Direction:
Return every line of the material exactly.

Available data:

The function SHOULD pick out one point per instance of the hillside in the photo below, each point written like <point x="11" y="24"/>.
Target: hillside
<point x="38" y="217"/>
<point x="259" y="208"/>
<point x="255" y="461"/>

Solution below:
The function SHOULD pick out one point per instance of the hillside in the photo below, each point written like <point x="11" y="24"/>.
Target: hillside
<point x="38" y="217"/>
<point x="259" y="208"/>
<point x="255" y="461"/>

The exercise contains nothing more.